**Work to complete**
Print exactly, and only, the lines running from the line containing "the dark green" through the end of the records below.

**Data rows**
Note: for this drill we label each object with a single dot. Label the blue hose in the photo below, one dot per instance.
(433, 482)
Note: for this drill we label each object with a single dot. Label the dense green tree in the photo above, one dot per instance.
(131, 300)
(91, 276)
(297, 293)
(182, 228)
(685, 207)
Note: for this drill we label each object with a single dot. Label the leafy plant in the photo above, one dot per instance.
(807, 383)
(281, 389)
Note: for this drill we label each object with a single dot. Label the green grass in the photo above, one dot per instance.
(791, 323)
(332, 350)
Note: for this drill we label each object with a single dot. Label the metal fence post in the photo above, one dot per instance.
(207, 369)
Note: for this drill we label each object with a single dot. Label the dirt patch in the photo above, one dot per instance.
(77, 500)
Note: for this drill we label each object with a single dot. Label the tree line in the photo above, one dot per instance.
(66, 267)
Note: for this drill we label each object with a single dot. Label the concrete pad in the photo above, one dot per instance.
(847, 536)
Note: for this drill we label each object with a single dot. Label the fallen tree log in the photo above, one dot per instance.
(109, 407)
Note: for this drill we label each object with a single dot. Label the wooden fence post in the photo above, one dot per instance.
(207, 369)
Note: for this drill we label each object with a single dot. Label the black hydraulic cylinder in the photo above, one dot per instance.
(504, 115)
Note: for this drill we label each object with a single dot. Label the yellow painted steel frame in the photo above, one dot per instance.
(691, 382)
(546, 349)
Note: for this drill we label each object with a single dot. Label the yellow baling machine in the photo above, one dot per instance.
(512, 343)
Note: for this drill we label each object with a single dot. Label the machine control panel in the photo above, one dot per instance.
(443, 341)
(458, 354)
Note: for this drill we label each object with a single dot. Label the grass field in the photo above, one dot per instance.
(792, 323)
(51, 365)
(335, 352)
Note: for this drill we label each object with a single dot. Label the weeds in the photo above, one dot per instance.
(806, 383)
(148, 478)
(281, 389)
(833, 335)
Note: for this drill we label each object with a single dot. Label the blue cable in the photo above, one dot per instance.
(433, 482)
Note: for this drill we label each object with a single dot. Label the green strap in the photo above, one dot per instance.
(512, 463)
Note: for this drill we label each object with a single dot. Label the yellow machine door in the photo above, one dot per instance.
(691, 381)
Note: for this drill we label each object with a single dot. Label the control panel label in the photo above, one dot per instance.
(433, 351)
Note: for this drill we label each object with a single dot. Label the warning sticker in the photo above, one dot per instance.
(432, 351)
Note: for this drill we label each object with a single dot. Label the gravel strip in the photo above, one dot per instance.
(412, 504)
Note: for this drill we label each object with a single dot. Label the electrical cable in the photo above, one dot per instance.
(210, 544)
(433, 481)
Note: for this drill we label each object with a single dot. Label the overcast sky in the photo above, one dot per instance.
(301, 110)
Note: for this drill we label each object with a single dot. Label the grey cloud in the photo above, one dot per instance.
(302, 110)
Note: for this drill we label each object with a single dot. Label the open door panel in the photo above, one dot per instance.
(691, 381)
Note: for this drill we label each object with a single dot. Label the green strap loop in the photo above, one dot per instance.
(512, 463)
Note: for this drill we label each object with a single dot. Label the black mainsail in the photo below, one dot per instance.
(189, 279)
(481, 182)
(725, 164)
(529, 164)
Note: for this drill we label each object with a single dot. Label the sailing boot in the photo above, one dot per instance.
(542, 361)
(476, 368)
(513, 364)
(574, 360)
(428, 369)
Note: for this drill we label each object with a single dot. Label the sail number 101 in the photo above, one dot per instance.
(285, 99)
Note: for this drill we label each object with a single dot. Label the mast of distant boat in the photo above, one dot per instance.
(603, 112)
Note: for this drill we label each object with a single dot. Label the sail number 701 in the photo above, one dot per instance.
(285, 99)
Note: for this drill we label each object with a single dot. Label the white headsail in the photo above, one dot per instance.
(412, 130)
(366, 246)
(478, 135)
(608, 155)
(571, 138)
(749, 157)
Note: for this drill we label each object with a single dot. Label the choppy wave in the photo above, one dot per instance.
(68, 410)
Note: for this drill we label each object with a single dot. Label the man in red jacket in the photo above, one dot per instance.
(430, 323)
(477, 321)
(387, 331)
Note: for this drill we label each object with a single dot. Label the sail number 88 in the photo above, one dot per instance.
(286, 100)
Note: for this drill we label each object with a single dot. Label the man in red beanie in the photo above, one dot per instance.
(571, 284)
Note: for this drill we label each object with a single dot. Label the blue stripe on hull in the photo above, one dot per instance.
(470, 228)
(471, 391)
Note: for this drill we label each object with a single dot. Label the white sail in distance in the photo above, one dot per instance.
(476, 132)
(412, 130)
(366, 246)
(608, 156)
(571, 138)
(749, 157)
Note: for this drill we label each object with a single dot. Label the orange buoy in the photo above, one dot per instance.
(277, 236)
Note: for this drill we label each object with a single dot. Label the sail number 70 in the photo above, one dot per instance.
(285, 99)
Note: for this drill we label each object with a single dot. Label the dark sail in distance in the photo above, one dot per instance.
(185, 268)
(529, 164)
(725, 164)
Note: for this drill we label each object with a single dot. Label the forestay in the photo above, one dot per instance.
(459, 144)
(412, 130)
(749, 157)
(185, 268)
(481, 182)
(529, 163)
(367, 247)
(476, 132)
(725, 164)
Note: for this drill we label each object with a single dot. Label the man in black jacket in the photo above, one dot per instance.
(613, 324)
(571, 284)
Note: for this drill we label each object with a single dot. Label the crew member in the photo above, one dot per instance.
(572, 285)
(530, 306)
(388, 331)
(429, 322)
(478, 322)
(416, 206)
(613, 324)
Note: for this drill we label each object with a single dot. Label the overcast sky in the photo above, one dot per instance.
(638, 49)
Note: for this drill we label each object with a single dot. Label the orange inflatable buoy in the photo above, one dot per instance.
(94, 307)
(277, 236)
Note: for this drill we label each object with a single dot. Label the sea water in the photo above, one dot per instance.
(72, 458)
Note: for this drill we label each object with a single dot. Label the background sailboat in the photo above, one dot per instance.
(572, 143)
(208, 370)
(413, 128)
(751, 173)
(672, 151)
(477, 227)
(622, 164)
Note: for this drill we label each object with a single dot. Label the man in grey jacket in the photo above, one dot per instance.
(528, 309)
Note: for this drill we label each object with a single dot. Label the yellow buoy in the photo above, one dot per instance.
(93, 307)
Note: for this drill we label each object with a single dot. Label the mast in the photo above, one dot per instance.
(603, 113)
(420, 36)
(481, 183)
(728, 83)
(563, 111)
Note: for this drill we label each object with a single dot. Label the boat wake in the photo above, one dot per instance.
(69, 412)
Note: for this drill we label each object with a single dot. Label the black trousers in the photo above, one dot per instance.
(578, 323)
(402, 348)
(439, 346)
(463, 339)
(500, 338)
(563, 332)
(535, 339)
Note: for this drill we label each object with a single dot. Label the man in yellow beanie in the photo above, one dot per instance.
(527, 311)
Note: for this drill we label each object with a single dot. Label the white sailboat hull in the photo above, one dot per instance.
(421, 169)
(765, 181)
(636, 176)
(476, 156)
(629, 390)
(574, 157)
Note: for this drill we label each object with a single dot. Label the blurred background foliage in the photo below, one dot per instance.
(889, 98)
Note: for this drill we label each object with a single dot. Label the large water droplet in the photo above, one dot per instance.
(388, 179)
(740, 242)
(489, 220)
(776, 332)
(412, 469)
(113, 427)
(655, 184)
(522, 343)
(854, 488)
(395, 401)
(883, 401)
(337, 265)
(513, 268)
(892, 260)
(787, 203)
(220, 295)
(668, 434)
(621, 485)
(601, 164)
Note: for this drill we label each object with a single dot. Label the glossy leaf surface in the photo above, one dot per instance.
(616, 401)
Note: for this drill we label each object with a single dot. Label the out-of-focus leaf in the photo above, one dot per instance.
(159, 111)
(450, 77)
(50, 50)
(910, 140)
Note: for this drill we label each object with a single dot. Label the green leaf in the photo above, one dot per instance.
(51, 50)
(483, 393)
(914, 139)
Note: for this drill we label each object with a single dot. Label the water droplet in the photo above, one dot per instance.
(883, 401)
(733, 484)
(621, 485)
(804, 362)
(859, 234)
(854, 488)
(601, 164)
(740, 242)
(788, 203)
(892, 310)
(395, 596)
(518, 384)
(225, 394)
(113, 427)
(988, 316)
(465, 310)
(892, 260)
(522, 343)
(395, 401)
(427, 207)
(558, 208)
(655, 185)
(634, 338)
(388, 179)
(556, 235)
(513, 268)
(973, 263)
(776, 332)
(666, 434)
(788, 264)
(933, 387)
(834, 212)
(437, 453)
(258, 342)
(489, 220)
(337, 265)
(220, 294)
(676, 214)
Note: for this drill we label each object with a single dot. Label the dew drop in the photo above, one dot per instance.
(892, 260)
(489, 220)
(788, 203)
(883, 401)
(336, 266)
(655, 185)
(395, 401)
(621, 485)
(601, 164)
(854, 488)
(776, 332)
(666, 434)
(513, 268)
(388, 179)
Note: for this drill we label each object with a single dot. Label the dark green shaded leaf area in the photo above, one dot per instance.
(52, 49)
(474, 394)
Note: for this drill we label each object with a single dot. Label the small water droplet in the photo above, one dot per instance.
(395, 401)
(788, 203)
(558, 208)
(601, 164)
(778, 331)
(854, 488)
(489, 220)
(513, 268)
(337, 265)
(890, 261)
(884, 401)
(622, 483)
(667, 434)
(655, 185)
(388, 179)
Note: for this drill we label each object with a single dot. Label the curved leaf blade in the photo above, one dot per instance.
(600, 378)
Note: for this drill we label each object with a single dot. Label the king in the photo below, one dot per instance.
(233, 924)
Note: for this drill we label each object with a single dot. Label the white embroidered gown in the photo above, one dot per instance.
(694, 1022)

**Correct response**
Note: for this drill we label each object with a single dot. Label the dark green shaded leaf area in the photo above, one dot per instance.
(52, 49)
(474, 394)
Note: for this drill we label each object with a single dot. Label the small water droplet in the photo above, one dot per instance.
(395, 401)
(788, 203)
(558, 208)
(601, 164)
(778, 331)
(854, 488)
(489, 220)
(513, 268)
(337, 265)
(890, 261)
(884, 401)
(622, 483)
(667, 434)
(655, 185)
(388, 179)
Note: for this drill we label each object with a single dot. Label the curved leaf blade in the photo above, one dot per instance.
(600, 378)
Note: for this drill we label each object with a single dot. Label the king in the photo below, one dot per instance.
(233, 924)
Note: for this drill we label each object with a single dot. Label the white embroidered gown in the photo above, one dot per instance.
(694, 1022)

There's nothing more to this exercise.